Print every entry, word for word, and skip the images.

▼

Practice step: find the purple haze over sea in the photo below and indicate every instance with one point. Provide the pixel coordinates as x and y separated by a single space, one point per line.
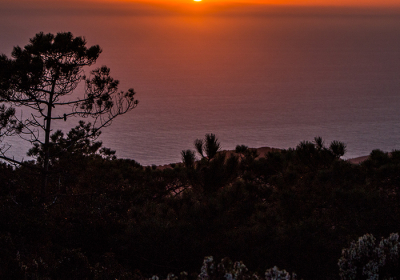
265 77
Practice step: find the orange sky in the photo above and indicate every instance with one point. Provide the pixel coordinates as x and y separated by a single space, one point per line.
283 2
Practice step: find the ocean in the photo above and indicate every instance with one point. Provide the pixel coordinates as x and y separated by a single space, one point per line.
255 76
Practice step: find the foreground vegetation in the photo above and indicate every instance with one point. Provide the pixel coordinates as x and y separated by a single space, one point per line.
109 218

▲

SOLUTION FOR THIS EXERCISE ->
Practice step: find the purple haze over sea in the photo below and indicate every instance with one point. Provide the pixel coordinates as x and y separated by a single space, one point per line.
265 77
Practice step: find the orange sky in the photo above and indicate every instance with one point. Provide the pixel coordinates as x and y separated by a single space, one point per line.
283 2
Practice step: find the ocean in the photo above and indicate every instance with one point. Provide the pixel coordinates as x and y separated by a single space, one point per line.
255 76
Practice step: find the foreground vegetation in the photo above and indicate every instance with one point. Provide the pixel coordinates as x and y separated by a single space, one point per line.
109 218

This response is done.